PROVIDED INFORMATION
..........

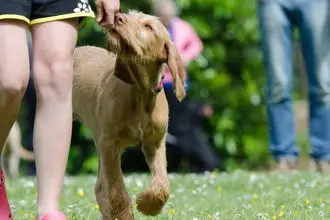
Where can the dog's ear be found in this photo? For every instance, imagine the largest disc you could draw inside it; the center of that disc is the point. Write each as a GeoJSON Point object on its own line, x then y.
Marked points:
{"type": "Point", "coordinates": [175, 64]}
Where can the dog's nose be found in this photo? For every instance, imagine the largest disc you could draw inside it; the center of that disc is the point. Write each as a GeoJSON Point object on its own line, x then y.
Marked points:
{"type": "Point", "coordinates": [120, 19]}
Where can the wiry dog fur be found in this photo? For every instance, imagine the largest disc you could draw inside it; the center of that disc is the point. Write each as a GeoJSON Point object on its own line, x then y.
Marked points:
{"type": "Point", "coordinates": [118, 96]}
{"type": "Point", "coordinates": [16, 151]}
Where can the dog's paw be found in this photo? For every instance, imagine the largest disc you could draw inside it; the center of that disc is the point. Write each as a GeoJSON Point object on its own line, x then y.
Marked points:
{"type": "Point", "coordinates": [150, 202]}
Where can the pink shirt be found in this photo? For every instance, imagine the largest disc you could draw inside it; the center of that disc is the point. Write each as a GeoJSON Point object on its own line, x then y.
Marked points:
{"type": "Point", "coordinates": [186, 41]}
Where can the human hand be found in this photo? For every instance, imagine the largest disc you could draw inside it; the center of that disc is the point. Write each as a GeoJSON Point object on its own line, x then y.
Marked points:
{"type": "Point", "coordinates": [106, 10]}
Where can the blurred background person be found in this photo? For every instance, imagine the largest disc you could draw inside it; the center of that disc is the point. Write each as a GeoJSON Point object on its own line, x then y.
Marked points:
{"type": "Point", "coordinates": [186, 117]}
{"type": "Point", "coordinates": [277, 19]}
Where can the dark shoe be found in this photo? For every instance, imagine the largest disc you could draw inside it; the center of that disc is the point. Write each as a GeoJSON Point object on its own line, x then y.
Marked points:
{"type": "Point", "coordinates": [322, 166]}
{"type": "Point", "coordinates": [285, 165]}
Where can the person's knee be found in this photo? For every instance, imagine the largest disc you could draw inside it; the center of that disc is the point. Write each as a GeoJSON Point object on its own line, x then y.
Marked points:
{"type": "Point", "coordinates": [13, 83]}
{"type": "Point", "coordinates": [278, 91]}
{"type": "Point", "coordinates": [53, 76]}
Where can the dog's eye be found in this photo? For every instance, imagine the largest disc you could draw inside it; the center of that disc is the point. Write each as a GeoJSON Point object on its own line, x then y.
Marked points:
{"type": "Point", "coordinates": [148, 26]}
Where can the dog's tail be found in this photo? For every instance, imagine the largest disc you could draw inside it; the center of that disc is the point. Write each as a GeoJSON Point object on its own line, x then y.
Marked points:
{"type": "Point", "coordinates": [14, 142]}
{"type": "Point", "coordinates": [151, 201]}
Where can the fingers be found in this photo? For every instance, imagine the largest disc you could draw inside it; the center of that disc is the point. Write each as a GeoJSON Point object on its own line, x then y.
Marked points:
{"type": "Point", "coordinates": [106, 12]}
{"type": "Point", "coordinates": [100, 11]}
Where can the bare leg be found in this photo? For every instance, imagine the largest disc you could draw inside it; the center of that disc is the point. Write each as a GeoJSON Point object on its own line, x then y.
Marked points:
{"type": "Point", "coordinates": [14, 74]}
{"type": "Point", "coordinates": [53, 45]}
{"type": "Point", "coordinates": [152, 201]}
{"type": "Point", "coordinates": [110, 190]}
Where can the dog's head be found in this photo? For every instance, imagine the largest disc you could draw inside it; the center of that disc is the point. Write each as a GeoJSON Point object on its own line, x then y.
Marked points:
{"type": "Point", "coordinates": [144, 40]}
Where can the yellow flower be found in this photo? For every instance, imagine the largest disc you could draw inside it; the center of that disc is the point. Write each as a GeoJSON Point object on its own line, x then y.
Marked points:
{"type": "Point", "coordinates": [80, 192]}
{"type": "Point", "coordinates": [171, 212]}
{"type": "Point", "coordinates": [216, 170]}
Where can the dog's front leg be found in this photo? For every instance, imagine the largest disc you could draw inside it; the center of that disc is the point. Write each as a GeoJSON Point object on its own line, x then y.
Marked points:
{"type": "Point", "coordinates": [111, 194]}
{"type": "Point", "coordinates": [152, 200]}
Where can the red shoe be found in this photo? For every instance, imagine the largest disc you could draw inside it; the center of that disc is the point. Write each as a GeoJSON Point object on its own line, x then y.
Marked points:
{"type": "Point", "coordinates": [5, 212]}
{"type": "Point", "coordinates": [53, 216]}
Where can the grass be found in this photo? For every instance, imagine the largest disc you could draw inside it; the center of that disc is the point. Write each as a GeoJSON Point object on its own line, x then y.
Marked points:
{"type": "Point", "coordinates": [237, 195]}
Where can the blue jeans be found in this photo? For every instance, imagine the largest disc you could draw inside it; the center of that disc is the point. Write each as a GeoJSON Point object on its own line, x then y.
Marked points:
{"type": "Point", "coordinates": [312, 18]}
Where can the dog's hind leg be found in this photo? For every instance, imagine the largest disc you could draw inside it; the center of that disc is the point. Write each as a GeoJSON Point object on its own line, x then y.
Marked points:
{"type": "Point", "coordinates": [152, 200]}
{"type": "Point", "coordinates": [111, 194]}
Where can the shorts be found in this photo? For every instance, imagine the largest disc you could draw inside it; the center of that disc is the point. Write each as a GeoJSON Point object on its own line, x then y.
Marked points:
{"type": "Point", "coordinates": [41, 11]}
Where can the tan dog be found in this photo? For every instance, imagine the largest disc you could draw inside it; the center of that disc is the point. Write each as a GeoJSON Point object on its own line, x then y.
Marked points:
{"type": "Point", "coordinates": [119, 97]}
{"type": "Point", "coordinates": [16, 151]}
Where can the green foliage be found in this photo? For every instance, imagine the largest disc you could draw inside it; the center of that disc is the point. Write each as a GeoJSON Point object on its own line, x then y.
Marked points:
{"type": "Point", "coordinates": [229, 74]}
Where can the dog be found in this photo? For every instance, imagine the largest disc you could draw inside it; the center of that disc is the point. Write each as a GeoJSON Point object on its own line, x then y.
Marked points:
{"type": "Point", "coordinates": [16, 151]}
{"type": "Point", "coordinates": [118, 95]}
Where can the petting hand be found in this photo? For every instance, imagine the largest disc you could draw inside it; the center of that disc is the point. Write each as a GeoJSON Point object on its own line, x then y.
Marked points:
{"type": "Point", "coordinates": [106, 10]}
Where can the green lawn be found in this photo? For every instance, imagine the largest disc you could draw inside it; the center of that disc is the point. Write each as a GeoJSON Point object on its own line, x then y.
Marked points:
{"type": "Point", "coordinates": [237, 195]}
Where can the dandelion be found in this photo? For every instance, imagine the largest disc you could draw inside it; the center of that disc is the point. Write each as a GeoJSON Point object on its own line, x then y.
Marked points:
{"type": "Point", "coordinates": [171, 211]}
{"type": "Point", "coordinates": [255, 196]}
{"type": "Point", "coordinates": [281, 214]}
{"type": "Point", "coordinates": [80, 192]}
{"type": "Point", "coordinates": [321, 213]}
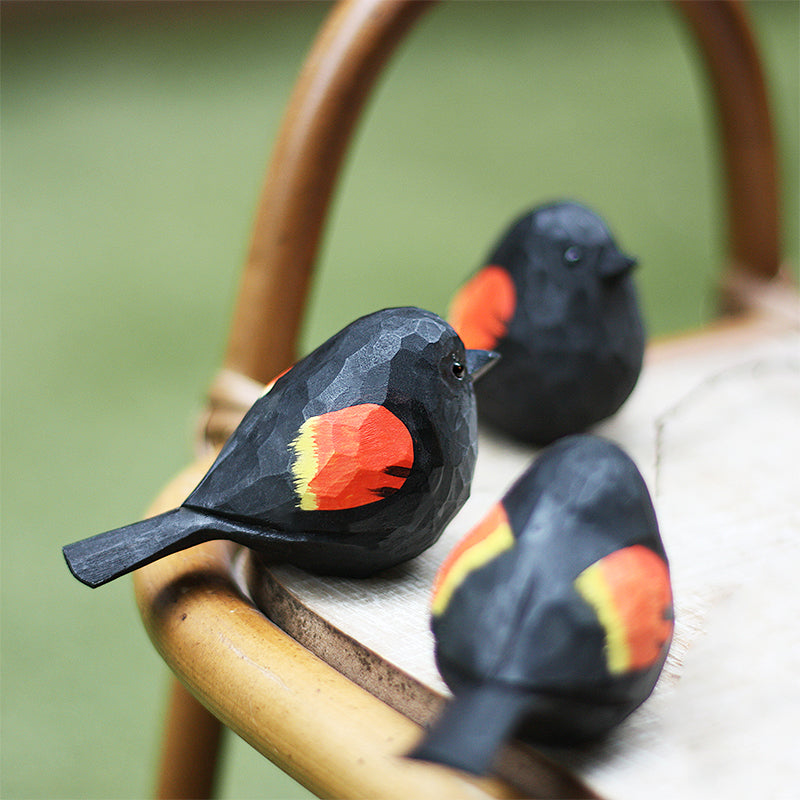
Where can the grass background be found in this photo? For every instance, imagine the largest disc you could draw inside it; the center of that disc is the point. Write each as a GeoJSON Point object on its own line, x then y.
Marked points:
{"type": "Point", "coordinates": [134, 139]}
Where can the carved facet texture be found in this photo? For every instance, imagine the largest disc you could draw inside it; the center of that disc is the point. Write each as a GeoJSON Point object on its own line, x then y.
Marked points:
{"type": "Point", "coordinates": [558, 606]}
{"type": "Point", "coordinates": [355, 460]}
{"type": "Point", "coordinates": [557, 300]}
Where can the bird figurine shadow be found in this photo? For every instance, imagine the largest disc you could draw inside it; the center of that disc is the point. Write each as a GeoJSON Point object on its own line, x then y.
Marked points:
{"type": "Point", "coordinates": [557, 300]}
{"type": "Point", "coordinates": [553, 616]}
{"type": "Point", "coordinates": [354, 461]}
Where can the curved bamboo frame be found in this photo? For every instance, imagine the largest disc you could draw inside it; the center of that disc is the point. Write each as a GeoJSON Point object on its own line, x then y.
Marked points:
{"type": "Point", "coordinates": [304, 716]}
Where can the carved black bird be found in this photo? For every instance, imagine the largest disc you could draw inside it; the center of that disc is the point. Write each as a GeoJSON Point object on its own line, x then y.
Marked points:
{"type": "Point", "coordinates": [557, 300]}
{"type": "Point", "coordinates": [553, 617]}
{"type": "Point", "coordinates": [354, 461]}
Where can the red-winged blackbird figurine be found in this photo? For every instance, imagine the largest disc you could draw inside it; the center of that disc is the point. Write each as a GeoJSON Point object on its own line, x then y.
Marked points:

..........

EXERCISE DETAILS
Find the line containing "Where can the curved". Reproduce it exactly, along with every line after it through the last.

CORRECT ANSWER
Where can the curved bamboo frame be found in this photo? For every instance, imagine the largest disc you could draw inside it; the center of that disc is the point. Write each as a GeoJSON Point object on its own line, x then y.
Marked points:
{"type": "Point", "coordinates": [304, 716]}
Where can the carved black bird be found in this photo? For every instance, imagine the largest disc you could draw inside it; the center of that disc is the point. Write each as a GeoJSON Point object on its own line, x then y.
Marked points:
{"type": "Point", "coordinates": [557, 300]}
{"type": "Point", "coordinates": [553, 617]}
{"type": "Point", "coordinates": [354, 461]}
Where can the red-winged blackbird figurine be found in this photo? For every instance, imagine the largest disc you could draw inside it; the center of that disc is the point. Write each as a GeoJSON Point object on its own line, x then y.
Marked points:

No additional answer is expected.